Request
Omit every picture, then give all the entries again exactly.
* Start *
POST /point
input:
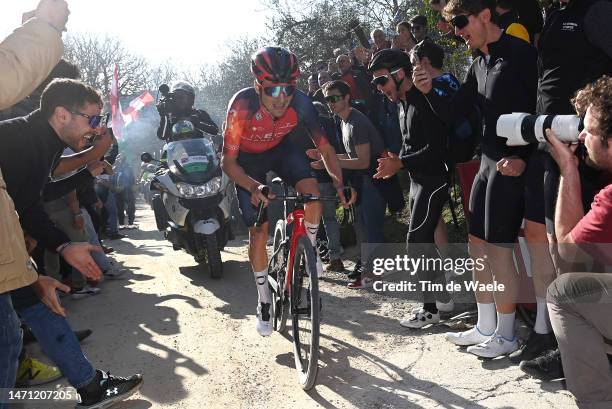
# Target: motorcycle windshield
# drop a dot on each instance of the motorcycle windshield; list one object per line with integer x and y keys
{"x": 193, "y": 160}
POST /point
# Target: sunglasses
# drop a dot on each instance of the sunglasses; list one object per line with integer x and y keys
{"x": 460, "y": 21}
{"x": 94, "y": 120}
{"x": 333, "y": 98}
{"x": 383, "y": 79}
{"x": 276, "y": 91}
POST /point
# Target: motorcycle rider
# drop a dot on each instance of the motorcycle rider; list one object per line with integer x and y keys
{"x": 181, "y": 108}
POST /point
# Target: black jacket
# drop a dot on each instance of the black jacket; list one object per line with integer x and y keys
{"x": 505, "y": 84}
{"x": 29, "y": 150}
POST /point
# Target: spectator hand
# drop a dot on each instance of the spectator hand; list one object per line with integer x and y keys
{"x": 421, "y": 79}
{"x": 314, "y": 154}
{"x": 78, "y": 222}
{"x": 45, "y": 288}
{"x": 54, "y": 12}
{"x": 561, "y": 152}
{"x": 388, "y": 166}
{"x": 511, "y": 166}
{"x": 95, "y": 168}
{"x": 78, "y": 255}
{"x": 318, "y": 164}
{"x": 31, "y": 243}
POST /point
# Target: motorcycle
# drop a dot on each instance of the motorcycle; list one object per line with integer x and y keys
{"x": 192, "y": 200}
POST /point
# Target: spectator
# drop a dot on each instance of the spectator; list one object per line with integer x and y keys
{"x": 559, "y": 49}
{"x": 580, "y": 304}
{"x": 363, "y": 145}
{"x": 379, "y": 38}
{"x": 497, "y": 197}
{"x": 418, "y": 27}
{"x": 423, "y": 156}
{"x": 405, "y": 40}
{"x": 26, "y": 58}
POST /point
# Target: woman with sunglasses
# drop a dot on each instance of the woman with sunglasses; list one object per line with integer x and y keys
{"x": 265, "y": 126}
{"x": 502, "y": 79}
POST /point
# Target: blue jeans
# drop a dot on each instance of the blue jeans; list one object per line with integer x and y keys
{"x": 332, "y": 228}
{"x": 59, "y": 343}
{"x": 10, "y": 343}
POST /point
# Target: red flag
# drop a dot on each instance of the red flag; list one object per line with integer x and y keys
{"x": 131, "y": 113}
{"x": 117, "y": 120}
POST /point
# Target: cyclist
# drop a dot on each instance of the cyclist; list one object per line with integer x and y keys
{"x": 263, "y": 130}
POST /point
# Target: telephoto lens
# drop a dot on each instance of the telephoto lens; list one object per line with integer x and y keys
{"x": 522, "y": 129}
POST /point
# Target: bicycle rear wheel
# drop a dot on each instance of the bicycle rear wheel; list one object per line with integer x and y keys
{"x": 305, "y": 313}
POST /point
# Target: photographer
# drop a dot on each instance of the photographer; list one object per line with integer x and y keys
{"x": 580, "y": 304}
{"x": 177, "y": 105}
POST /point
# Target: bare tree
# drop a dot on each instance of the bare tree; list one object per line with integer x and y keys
{"x": 96, "y": 57}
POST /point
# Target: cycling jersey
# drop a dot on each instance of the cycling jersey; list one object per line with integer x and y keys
{"x": 252, "y": 129}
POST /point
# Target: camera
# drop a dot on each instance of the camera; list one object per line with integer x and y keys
* End *
Reply to the exercise
POST /point
input:
# Target: motorcycle windshield
# drop a dot on each instance of the motorcycle windshield; list one object per line with integer x and y keys
{"x": 193, "y": 160}
POST /point
# Target: sunglasses
# drop a dot on each instance of the sunglasses; list one object per line with integer x and y keys
{"x": 460, "y": 21}
{"x": 94, "y": 120}
{"x": 333, "y": 98}
{"x": 383, "y": 79}
{"x": 276, "y": 91}
POST /point
# Target: motorcycle rider
# drop a dot on each instance of the motorcycle rider; list one object per line with integer x and y keys
{"x": 181, "y": 108}
POST /point
# Target: black jacket
# drop a dot on each instance of the black jacket; list one object per line with integer x and y keys
{"x": 505, "y": 84}
{"x": 29, "y": 150}
POST /point
# Target: spectator hand
# drop a dot on each instance of the spectator hand; list one object per line with integer x and y keys
{"x": 421, "y": 79}
{"x": 314, "y": 154}
{"x": 78, "y": 222}
{"x": 45, "y": 288}
{"x": 54, "y": 12}
{"x": 561, "y": 152}
{"x": 388, "y": 166}
{"x": 511, "y": 166}
{"x": 95, "y": 168}
{"x": 78, "y": 255}
{"x": 318, "y": 164}
{"x": 31, "y": 243}
POST /point
# Target: motorcycle
# drop a dot on each instance of the motorcycle; list one object per line with integer x and y keys
{"x": 192, "y": 200}
POST /point
# Target: spectator
# drop a dot on each instance of the spectator; list one object per line with integer x and y keys
{"x": 559, "y": 49}
{"x": 580, "y": 304}
{"x": 363, "y": 145}
{"x": 379, "y": 38}
{"x": 497, "y": 197}
{"x": 418, "y": 27}
{"x": 423, "y": 156}
{"x": 405, "y": 40}
{"x": 26, "y": 58}
POST /point
# Target: woman with sunglasses
# drop a dot on each instance of the woman with sunglasses; list one object per line with integer x and y keys
{"x": 265, "y": 126}
{"x": 502, "y": 79}
POST /point
# Target: blue jeans
# drop a dot on each instance of the blue jeans; list one object per line with integer x and y keys
{"x": 332, "y": 228}
{"x": 59, "y": 343}
{"x": 10, "y": 343}
POST /point
# Target: red flag
# drop a dot on each instance of the red flag; list one object per line with integer x and y keys
{"x": 131, "y": 113}
{"x": 117, "y": 120}
POST /point
# Target: cyclist
# drop a dot on each instance of the cyclist; list one object per line with integer x and y keys
{"x": 263, "y": 130}
POST /point
# Target: telephoto lens
# drop a dot on each instance of the telephoto lens; list one object per line with integer x and y keys
{"x": 522, "y": 129}
POST /point
# Target: bicycle rear wheel
# drop a dot on each instance of the bicycle rear wheel; list one object per line with integer x and y keys
{"x": 305, "y": 313}
POST /point
# Target: photographer
# drop a dot on each instance of the photographer; list one object per line with integer x and y keys
{"x": 580, "y": 304}
{"x": 177, "y": 105}
POST /point
# Target: bare tree
# drop a dot on each instance of the bare tree; list one object per line with integer x and y keys
{"x": 96, "y": 57}
POST /point
# Target: cycling jersey
# drop a dot on each instance of the cycling jersey; list one object per line with integer x and y keys
{"x": 252, "y": 129}
POST /point
# Target: camera
# drop a dot on each instance of the camera; list one object per line with integer x and y keys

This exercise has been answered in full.